| What you are asked to do |
Reproduce all the data exactly, without pictures.

──────── Records

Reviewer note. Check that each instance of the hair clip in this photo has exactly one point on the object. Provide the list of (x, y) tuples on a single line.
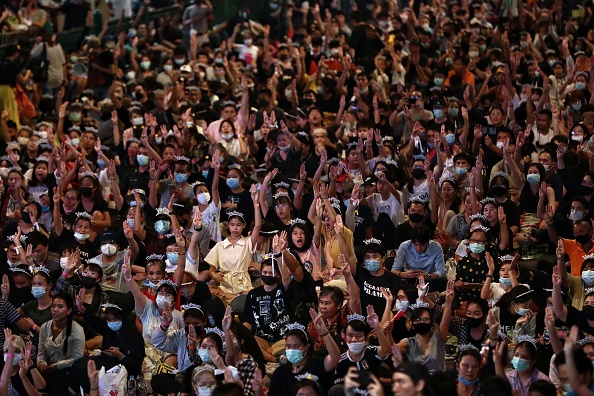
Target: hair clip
[(155, 256), (190, 306), (297, 221), (372, 241), (355, 316), (108, 305), (526, 338), (297, 326)]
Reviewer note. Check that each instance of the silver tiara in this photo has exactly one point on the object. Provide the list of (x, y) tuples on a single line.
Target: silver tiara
[(281, 194), (308, 376), (167, 282), (480, 227), (355, 316), (108, 305), (488, 200), (465, 347), (190, 306), (522, 338), (181, 158), (235, 213), (372, 241), (500, 173), (162, 211), (297, 221), (297, 326), (419, 304), (155, 256), (214, 330), (83, 215)]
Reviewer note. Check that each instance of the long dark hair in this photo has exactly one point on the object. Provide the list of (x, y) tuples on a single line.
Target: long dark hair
[(70, 304)]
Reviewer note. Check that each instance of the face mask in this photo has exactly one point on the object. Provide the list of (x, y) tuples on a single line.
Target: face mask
[(203, 198), (162, 226), (505, 281), (115, 326), (422, 328), (161, 300), (583, 239), (38, 291), (402, 305), (204, 355), (356, 347), (268, 280), (87, 282), (233, 183), (576, 215), (86, 192), (142, 160), (588, 277), (520, 365), (180, 177), (477, 248), (81, 237), (15, 360), (533, 178), (108, 249), (294, 356), (373, 265), (418, 174), (172, 257), (461, 171)]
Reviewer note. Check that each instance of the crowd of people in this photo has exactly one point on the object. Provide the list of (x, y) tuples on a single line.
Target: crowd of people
[(327, 199)]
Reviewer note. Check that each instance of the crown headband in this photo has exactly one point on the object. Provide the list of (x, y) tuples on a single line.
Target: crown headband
[(297, 326)]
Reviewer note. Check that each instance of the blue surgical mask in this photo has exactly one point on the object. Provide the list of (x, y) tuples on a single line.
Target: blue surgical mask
[(533, 178), (162, 226), (233, 183), (172, 257), (115, 326), (373, 265), (520, 365), (204, 355), (477, 248), (294, 356), (142, 159), (505, 281), (180, 177)]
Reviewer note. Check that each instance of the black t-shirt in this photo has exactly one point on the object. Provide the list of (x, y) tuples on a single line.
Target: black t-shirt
[(370, 288)]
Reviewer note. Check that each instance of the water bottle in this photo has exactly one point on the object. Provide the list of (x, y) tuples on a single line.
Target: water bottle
[(131, 386)]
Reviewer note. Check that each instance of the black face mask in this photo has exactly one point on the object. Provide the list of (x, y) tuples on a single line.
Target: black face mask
[(415, 217), (418, 174), (88, 282), (499, 191), (86, 192), (588, 312), (583, 239), (268, 280), (476, 322), (422, 328)]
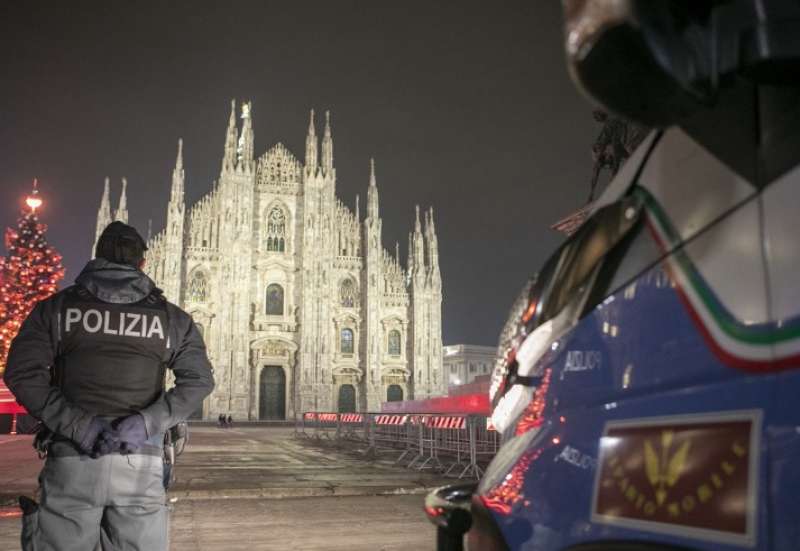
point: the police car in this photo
(649, 398)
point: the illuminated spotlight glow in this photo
(33, 202)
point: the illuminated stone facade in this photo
(301, 306)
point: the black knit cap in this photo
(121, 244)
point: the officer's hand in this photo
(132, 433)
(89, 437)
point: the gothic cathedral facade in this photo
(301, 307)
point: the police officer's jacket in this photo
(101, 347)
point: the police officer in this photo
(89, 362)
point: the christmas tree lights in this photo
(29, 272)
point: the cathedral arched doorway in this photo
(347, 399)
(394, 393)
(272, 395)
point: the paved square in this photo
(256, 487)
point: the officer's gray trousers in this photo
(117, 501)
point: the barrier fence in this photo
(454, 445)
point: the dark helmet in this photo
(659, 61)
(121, 244)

────────────────

| Task output |
Reviewer note. Check that each instance of the hair clip in this photo has exactly one point on the object. Provide the list of (x, y) tuples on a single line.
Target: hair clip
[(155, 256), (190, 306), (297, 221), (372, 241), (355, 316), (108, 305), (526, 338), (297, 326)]
Reviewer note. Check that each instance of the silver tiara in this photo has exactly one point on the object. Provide the list of (x, y) tuples on a single line.
Target: silver tiara
[(281, 194), (308, 376), (167, 282), (480, 227), (355, 316), (108, 305), (488, 200), (465, 347), (190, 306), (522, 338), (181, 158), (235, 213), (372, 241), (500, 173), (162, 211), (297, 221), (297, 326), (419, 304), (155, 256), (214, 330), (83, 215)]
Reviewer note. Check that each instance of the long dark hair in this photo has exactly one point on the object. Provide the list of (x, y) tuples on a single line.
Target: long dark hair
[(70, 304)]
Reviewer note. Check that each instance of the face mask in this photo has exactly one point on the object. Provide the list of (x, y) tuples on a single line.
Target: face mask
[(203, 198), (162, 226), (505, 281), (115, 326), (422, 328), (161, 300), (583, 239), (38, 291), (402, 305), (204, 355), (356, 347), (268, 280), (87, 282), (233, 183), (576, 215), (86, 192), (142, 160), (588, 277), (520, 365), (180, 177), (477, 248), (81, 237), (15, 360), (533, 178), (108, 249), (294, 356), (373, 265), (418, 174), (172, 257), (461, 171)]
Reviewer note. Check that each instance of the crowd of people in this photo has exactly one point on the object. Provide the list of (x, y) tuples on a single line.
Target: crowd of people
[(327, 199)]
Reviewer note. Check that each instance of the crown headband in this photo has exactly one point on the object. Provide the list of (x, y) tuples on a single line.
Target: crown headband
[(297, 326)]
Reviewer note. Check that each instance of the blue surgical mask in this photo has exactly one point on the object. Provide the list of (x, y) tuples on a single line.
Target: blue surgical mask
[(533, 178), (162, 226), (233, 183), (172, 257), (115, 326), (373, 265), (520, 365), (204, 355), (477, 248), (294, 356), (142, 159), (505, 281), (180, 177)]
Reviewer note. Check that each instance of the black t-shirt in this photo has exactly one point on the object. Provide the list of (x, y) tuples on a single line.
Target: black t-shirt
[(370, 288)]
Reviewer note. Check that each instance of the water bottle in this photo has exactly one point on the object. Provide the list of (x, y) tuples on a single line.
Target: water bottle
[(131, 386)]
Reviewer note. Check that each instance of the black face mask in this photo has exactly one point on the object. Provide the list of (x, y) tuples on a single line.
Target: black face mask
[(415, 217), (418, 174), (88, 282), (499, 191), (86, 192), (588, 312), (583, 239), (268, 280), (476, 322), (422, 328)]
point: the police car in this photo
(649, 398)
point: the illuminated spotlight glow in this photo
(33, 202)
point: the illuminated stone facade in this photo
(301, 306)
point: the black knit cap in this photo
(121, 244)
point: the officer's hand in this photo
(132, 433)
(89, 437)
point: the gothic cathedral facade in this photo
(301, 307)
point: the police officer's jacket in this photo
(101, 347)
point: the police officer in this photo
(89, 362)
point: the christmas tree lights in this photo
(29, 272)
point: the cathedral arched doorway in this photo
(347, 399)
(394, 393)
(272, 395)
point: the paved square in this photo
(256, 487)
point: the officer's gray trousers in this photo
(117, 501)
point: the barrier fence in this photo
(454, 445)
point: the dark helmet in this photo
(659, 61)
(121, 244)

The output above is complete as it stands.